Output every line of the material exactly, omitting images.

-- Start Input for this task --

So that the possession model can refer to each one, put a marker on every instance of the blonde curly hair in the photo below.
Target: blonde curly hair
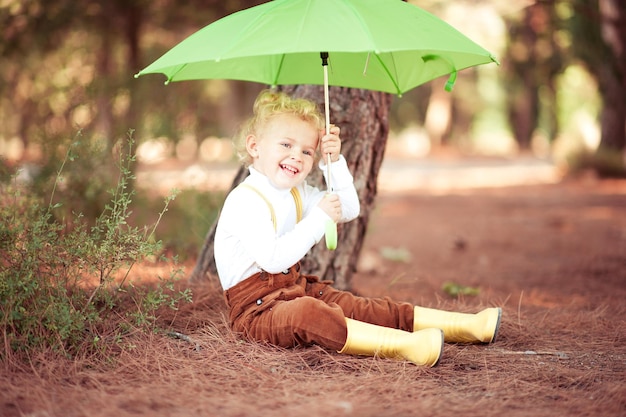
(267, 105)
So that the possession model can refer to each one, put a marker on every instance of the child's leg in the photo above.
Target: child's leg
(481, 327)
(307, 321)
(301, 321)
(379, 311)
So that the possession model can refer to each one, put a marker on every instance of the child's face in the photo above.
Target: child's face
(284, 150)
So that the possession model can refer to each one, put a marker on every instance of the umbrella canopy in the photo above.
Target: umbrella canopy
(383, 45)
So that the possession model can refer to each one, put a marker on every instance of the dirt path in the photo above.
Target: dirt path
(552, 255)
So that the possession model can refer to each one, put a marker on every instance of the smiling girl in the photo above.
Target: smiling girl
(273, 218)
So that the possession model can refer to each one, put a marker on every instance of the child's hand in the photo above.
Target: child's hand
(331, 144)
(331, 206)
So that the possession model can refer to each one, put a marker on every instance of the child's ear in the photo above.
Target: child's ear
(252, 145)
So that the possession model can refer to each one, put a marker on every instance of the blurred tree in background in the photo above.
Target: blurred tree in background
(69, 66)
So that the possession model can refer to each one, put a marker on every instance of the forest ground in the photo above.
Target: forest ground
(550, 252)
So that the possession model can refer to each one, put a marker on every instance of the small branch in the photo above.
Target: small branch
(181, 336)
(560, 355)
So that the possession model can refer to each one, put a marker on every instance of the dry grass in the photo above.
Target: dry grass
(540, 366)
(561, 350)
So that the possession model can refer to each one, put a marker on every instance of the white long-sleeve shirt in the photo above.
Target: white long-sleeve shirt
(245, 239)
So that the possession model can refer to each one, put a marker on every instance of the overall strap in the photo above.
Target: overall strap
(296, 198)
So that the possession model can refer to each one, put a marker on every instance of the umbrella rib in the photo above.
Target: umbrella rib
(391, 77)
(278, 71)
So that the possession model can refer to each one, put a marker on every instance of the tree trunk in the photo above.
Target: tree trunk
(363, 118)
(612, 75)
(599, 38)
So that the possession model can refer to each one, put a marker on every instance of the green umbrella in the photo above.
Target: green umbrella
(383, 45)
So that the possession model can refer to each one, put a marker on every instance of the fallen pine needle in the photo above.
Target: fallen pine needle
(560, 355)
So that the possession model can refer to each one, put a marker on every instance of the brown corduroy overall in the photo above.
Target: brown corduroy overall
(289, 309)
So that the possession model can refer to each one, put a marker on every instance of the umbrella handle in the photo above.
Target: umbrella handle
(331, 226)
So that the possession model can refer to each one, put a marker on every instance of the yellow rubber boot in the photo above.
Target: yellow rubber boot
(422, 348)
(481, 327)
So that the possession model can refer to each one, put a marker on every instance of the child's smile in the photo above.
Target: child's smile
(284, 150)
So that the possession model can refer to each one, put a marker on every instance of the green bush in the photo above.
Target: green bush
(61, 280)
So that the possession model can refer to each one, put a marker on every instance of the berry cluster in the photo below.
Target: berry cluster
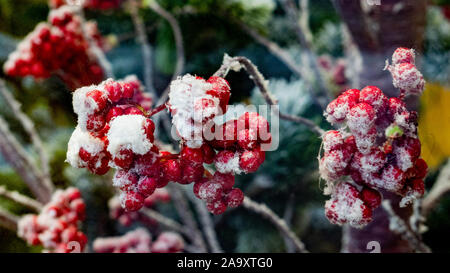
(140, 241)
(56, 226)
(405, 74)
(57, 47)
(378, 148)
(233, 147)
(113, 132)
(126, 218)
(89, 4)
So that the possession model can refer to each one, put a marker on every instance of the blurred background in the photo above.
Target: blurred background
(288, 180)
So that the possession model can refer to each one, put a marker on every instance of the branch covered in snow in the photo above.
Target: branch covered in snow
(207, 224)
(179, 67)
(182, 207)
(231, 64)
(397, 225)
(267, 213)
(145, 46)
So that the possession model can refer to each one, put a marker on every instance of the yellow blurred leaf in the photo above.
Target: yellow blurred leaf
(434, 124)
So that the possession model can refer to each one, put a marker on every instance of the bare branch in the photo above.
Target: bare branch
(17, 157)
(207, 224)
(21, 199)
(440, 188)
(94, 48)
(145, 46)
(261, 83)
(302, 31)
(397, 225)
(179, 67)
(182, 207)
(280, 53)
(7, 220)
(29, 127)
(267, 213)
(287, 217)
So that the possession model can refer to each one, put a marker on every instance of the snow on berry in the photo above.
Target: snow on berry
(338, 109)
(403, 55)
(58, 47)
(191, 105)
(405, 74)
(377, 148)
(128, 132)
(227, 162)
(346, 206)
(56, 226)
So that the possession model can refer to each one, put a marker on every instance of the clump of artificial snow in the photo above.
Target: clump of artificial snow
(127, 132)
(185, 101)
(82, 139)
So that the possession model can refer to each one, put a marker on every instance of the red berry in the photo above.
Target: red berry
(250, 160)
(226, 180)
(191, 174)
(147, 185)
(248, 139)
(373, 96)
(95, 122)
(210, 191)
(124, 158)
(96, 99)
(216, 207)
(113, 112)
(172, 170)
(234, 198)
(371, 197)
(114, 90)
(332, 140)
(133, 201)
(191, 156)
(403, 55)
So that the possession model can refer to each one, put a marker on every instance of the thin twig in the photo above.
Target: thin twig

-- End Input for this task --

§ Response below:
So that the possession model can refer to each one, put a marker on every instance of the blonde curly hair in the photo below.
Target: blonde curly hair
(267, 105)
So that the possession model can refer to each one, put a marker on every instance of the child's leg in the photo above.
Target: child's leg
(481, 327)
(307, 321)
(301, 321)
(379, 311)
So that the possession model can refer to each one, put a marker on every instance of the child's face in the photo above.
Target: child's face
(284, 150)
So that the possession model can refer to each one, put a marker on every instance of the umbrella canopy in the photo above.
Target: umbrella canopy
(383, 45)
So that the possession model can refer to each one, put a marker on every instance of the dirt path in the photo above.
Target: dirt path
(552, 255)
So that the possession model can refer to each one, put a marker on every instance of the smiling girl in the photo above.
Target: smiling girl
(273, 218)
So that the possession model can refer to each one, put a marker on every instance of the child's hand in the photo above.
Target: child's hand
(331, 144)
(331, 206)
So that the possession model can refer to each one, put a marker on every instance of the child's ear in the photo above.
Target: child's ear
(252, 145)
So that the possession model can refer to each one, put a marker on every instance of the blurred tree in background in the photo above.
Target: blurred tree in background
(69, 66)
So that the possession model can refer to each one, put a marker on every instance of the forest ground in the photo above.
Target: forest ground
(550, 252)
So that the possession model can refer to each one, put a marker on every instance of the small branch in the photo above.
Target: small branch
(181, 336)
(560, 355)
So that the possession model can refer to each one, put a marker on every instance of the dry grass in the photo above.
Target: dry grass
(540, 366)
(561, 350)
So that the possession model can refer to each one, put a marker on every instance of the white long-sleeve shirt in the photo above.
Target: white long-sleeve shirt
(245, 239)
So that the possession model can refer to each one, put a marker on every instance of the overall strap in the photo above.
Target: overall strap
(296, 198)
So that the possession model can refer to each one, put a marker on every instance of the umbrella rib in the photo above.
Target: umbrella rib
(391, 77)
(278, 71)
So that the possession model can refer to each one, put a marker on every instance of the tree trunk in the photo above.
Target: tree trunk
(363, 118)
(612, 75)
(599, 38)
So that the possession model can refer to each one, put a marker on every instance of the green umbrella in the photo above.
Target: green umbrella
(383, 45)
So that the possession model can refer to each one, put a marker on every instance of the fallen pine needle in the photo above.
Target: fallen pine needle
(560, 355)
So that the possession model can refer to each one, put a marker on every instance of the brown corduroy overall in the photo above.
Target: brown corduroy overall
(289, 309)
So that the possession model can refer to each one, put a marker on every instance of the umbrella handle in the photo above.
Target: umbrella handle
(331, 226)
So that the possession model can refer to each one, put a marker on every instance of the yellow rubber boot in the photo above.
Target: yellow rubber boot
(422, 348)
(481, 327)
So that the possession model can refer to each one, put a marker on every instance of the child's smile in the photo above.
Target: child's smile
(284, 150)
So that the possession model can refer to each one, put a marker on every instance of the green bush in the photo above.
Target: green bush
(61, 280)
So that the possession model can refer to each one, put a marker on every instance of the berry cluster in the photo below.
Target: berry cluster
(140, 241)
(56, 226)
(405, 74)
(57, 47)
(378, 148)
(233, 147)
(113, 132)
(126, 218)
(89, 4)
So that the possession model can refer to each one, put a marker on every instance of the blurred background in the photo above.
Target: blurred background
(288, 180)
So that the possession model can refer to each one, put a marker on every instance of the branch covered in snow in the photo above.
Target: branch covered in snow
(207, 224)
(179, 67)
(182, 207)
(231, 64)
(397, 225)
(267, 213)
(145, 46)
So that the possession model can refer to each one, put a marker on every instance of the yellow blurred leaf in the photo above.
Target: yellow blurred leaf
(434, 124)
So that the possession model can refer to each one, put a marker on every instance of the bare branch in the photo above.
Target: bare branch
(17, 157)
(207, 224)
(21, 199)
(440, 188)
(94, 48)
(145, 46)
(261, 83)
(302, 31)
(397, 225)
(179, 67)
(182, 207)
(280, 53)
(7, 220)
(29, 127)
(267, 213)
(287, 217)
So that the possession model can refer to each one, put a marker on every instance of the snow on berry in the photo above.
Target: snow on berry
(338, 109)
(403, 55)
(58, 47)
(191, 105)
(405, 74)
(377, 148)
(128, 132)
(227, 162)
(346, 206)
(56, 226)
So that the possession model can refer to each one, put a marker on every instance of the clump of artificial snow in the photo above.
Target: clump of artificial snow
(127, 132)
(185, 101)
(82, 139)
So that the possession model can refer to each one, put a marker on every instance of the red berry in the photo above.
Target: red berry
(250, 160)
(226, 180)
(191, 174)
(147, 185)
(248, 139)
(373, 96)
(95, 122)
(210, 191)
(124, 158)
(96, 99)
(216, 207)
(113, 112)
(172, 170)
(234, 198)
(371, 197)
(114, 90)
(332, 140)
(133, 201)
(191, 156)
(403, 55)
So that the possession model can refer to each one, put a marker on every instance of the thin twig in the photo above.
Target: thin twig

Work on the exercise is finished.